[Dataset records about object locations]
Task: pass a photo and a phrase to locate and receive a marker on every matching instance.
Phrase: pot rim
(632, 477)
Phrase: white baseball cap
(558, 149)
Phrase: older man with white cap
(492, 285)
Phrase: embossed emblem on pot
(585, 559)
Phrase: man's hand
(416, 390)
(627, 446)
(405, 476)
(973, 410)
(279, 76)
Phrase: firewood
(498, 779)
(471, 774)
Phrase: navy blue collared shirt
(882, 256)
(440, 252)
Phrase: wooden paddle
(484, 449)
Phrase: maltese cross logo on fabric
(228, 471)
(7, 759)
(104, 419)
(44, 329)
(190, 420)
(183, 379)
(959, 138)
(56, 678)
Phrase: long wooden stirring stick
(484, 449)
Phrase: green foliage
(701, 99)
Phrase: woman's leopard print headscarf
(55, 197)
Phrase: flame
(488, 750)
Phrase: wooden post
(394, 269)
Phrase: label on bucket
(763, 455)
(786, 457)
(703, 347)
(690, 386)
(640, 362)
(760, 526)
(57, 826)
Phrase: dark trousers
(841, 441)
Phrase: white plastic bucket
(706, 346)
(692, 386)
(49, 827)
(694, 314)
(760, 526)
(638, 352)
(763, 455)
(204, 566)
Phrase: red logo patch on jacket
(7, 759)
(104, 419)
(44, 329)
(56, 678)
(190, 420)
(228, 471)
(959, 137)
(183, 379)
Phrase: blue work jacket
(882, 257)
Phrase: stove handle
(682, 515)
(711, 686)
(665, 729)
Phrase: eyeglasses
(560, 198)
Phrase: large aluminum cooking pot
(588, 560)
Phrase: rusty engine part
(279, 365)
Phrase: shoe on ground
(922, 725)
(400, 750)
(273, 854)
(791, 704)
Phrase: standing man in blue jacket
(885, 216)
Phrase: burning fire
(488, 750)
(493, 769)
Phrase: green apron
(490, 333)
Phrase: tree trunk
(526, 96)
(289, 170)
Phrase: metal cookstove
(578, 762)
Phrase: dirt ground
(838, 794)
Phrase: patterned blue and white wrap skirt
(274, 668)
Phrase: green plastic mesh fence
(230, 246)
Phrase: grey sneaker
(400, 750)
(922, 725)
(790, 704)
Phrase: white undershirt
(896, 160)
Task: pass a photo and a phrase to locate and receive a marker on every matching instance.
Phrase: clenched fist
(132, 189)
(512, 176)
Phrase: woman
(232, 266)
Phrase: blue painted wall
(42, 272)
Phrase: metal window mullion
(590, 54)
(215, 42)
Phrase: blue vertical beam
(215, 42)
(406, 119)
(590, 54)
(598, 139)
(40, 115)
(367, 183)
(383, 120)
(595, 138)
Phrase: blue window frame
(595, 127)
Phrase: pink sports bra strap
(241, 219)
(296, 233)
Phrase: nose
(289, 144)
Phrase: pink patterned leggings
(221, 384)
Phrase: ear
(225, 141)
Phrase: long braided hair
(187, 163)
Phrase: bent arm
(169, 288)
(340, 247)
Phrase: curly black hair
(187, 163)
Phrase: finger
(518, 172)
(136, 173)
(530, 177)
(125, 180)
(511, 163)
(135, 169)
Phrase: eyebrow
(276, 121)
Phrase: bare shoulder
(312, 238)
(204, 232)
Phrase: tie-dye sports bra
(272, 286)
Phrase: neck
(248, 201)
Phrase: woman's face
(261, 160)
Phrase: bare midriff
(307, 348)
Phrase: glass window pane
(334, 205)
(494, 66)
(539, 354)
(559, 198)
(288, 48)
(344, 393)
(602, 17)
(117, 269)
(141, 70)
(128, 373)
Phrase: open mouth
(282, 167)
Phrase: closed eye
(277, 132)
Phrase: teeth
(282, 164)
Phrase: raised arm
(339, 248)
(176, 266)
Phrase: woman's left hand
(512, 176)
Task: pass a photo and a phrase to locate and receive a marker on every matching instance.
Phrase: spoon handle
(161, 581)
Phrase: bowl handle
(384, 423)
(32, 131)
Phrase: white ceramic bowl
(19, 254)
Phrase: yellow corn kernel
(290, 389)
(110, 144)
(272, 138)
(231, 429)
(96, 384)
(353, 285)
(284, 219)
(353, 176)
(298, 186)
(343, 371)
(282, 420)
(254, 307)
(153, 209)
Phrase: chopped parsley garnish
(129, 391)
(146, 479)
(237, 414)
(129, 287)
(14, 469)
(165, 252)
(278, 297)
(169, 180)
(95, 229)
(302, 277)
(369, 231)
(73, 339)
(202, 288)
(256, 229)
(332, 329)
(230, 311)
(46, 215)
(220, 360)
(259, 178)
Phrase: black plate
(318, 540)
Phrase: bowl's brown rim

**Your objective**. Reproduce exactly, with nothing added, the lines from the one that contains "Phrase: metal cookstove" to the end of the data.

**Expected answer**.
Phrase: metal cookstove
(578, 762)
Phrase: dirt ground
(838, 794)
Phrase: patterned blue and white wrap skirt
(274, 668)
Phrase: green plastic mesh fence
(230, 246)
Phrase: grey sneaker
(400, 750)
(922, 725)
(790, 704)
Phrase: white undershirt
(896, 160)
Task: pass a photo and a phrase to locate and receive a marker on every matching instance.
Phrase: clenched fist
(132, 189)
(512, 176)
Phrase: woman
(232, 266)
Phrase: blue painted wall
(42, 272)
Phrase: metal window mullion
(590, 54)
(215, 42)
Phrase: blue vertical beam
(215, 42)
(406, 119)
(590, 54)
(598, 139)
(40, 115)
(367, 183)
(383, 120)
(595, 138)
Phrase: blue window frame
(595, 127)
Phrase: pink sports bra strap
(241, 219)
(296, 233)
Phrase: nose
(289, 144)
Phrase: pink patterned leggings
(221, 384)
Phrase: ear
(225, 141)
Phrase: long braided hair
(187, 163)
Phrase: bent arm
(169, 288)
(340, 247)
Phrase: curly black hair
(187, 163)
Phrase: finger
(518, 172)
(136, 173)
(530, 177)
(125, 180)
(511, 163)
(135, 169)
Phrase: eyebrow
(276, 121)
Phrase: bare shoulder
(312, 238)
(204, 232)
Phrase: tie-dye sports bra
(272, 286)
Phrase: neck
(248, 201)
Phrase: woman's face
(261, 160)
Phrase: bare midriff
(307, 348)
Phrase: glass window pane
(334, 205)
(494, 66)
(539, 354)
(559, 198)
(288, 48)
(344, 393)
(602, 17)
(117, 269)
(141, 70)
(128, 373)
Phrase: open mouth
(282, 167)
Phrase: closed eye
(277, 132)
Phrase: teeth
(282, 164)
Phrase: raised arm
(339, 248)
(176, 266)
Phrase: woman's left hand
(512, 176)
Task: pass a photo and a phrase to locate and receive a marker on every matching instance.
Phrase: spoon handle
(161, 581)
Phrase: bowl handle
(384, 423)
(32, 131)
Phrase: white ceramic bowl
(19, 254)
Phrase: yellow corn kernel
(290, 389)
(110, 144)
(272, 138)
(231, 429)
(96, 384)
(353, 285)
(284, 219)
(353, 176)
(298, 186)
(343, 371)
(282, 420)
(254, 307)
(153, 209)
Phrase: chopped parsley garnish
(129, 391)
(146, 479)
(237, 414)
(129, 287)
(14, 469)
(165, 252)
(278, 297)
(169, 180)
(95, 229)
(302, 277)
(369, 231)
(73, 339)
(202, 288)
(256, 229)
(332, 329)
(230, 311)
(46, 215)
(220, 360)
(259, 178)
Phrase: black plate
(318, 540)
Phrase: bowl's brown rim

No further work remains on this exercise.